→ TASKS FOR THIS EXERCISE:
1 – From the time series differencing passage, extract the stretch from "# Differentiation with" through "the inverse_transform method." without any alteration.
2 – According to the time series differencing passage, which method of TimeSeriesDifferentiator reverses the differencing?

→ PASSAGE SHOWN:
--

Error (MAE) Random Forest: 53.76
Error (MAE) Gradient Boosting: 29.77

This time, both models are able to follow the trend in their predictions.

Deep dive in differencing time series

The previous example showed how easy it is to introduce differentiation into the forecasting process thanks to the functionalities available in skforecast. However, several non-trivial transformations have to be applied in order to achieve a smooth interaction.

In the next sections, the capabilities of the transformer TimeSeriesDifferentiator are introduced:

Differentiation and integration (reverse differentiation) of any given time series.
Why managing the differentiation internally has advantages over the traditional approach of pre-transforming the entire time series before initiating the model training.
How to manage the differentiation when applying the Forecaster to new data that does not immediately follow the training data.

TimeSeriesDifferentiator

TimeSeriesDifferentiator is a custom transformer that follows the preprocessing sklearn API. This means it has the method fit, transform, fit_transform and inverse_transform.

# Differentiation with TimeSeriesDifferentiator
# ==============================================================================
y = np.array([5, 8, 12, 10, 14, 17, 21, 19], dtype=float)
diffenciator = TimeSeriesDifferentiator()
diffenciator.fit(y)
y_diff = diffenciator.transform(y)

print(f"Original time series   : {y}")
print(f"Differenced time series: {y_diff}")

Original time series   : [ 5.  8. 12. 10. 14. 17. 21. 19.]
Differenced time series: [nan  3.  4. -2.  4.  3.  4. -2.]

The process of differencing can be reversed (integration) using the inverse_transform method.

--

→ STORED DATA:

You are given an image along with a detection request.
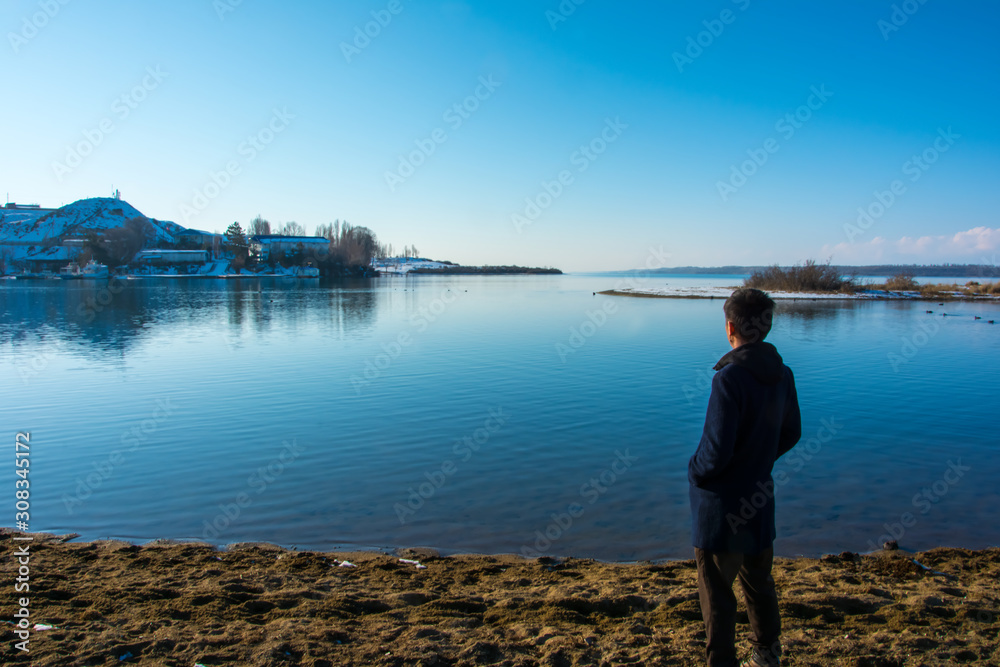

--

→ COMPLETED EXERCISE:
1 –
# Differentiation with TimeSeriesDifferentiator
# ==============================================================================
y = np.array([5, 8, 12, 10, 14, 17, 21, 19], dtype=float)
diffenciator = TimeSeriesDifferentiator()
diffenciator.fit(y)
y_diff = diffenciator.transform(y)

print(f"Original time series   : {y}")
print(f"Differenced time series: {y_diff}")

Original time series   : [ 5.  8. 12. 10. 14. 17. 21. 19.]
Differenced time series: [nan  3.  4. -2.  4.  3.  4. -2.]

The process of differencing can be reversed (integration) using the inverse_transform method.

2 – The inverse_transform method.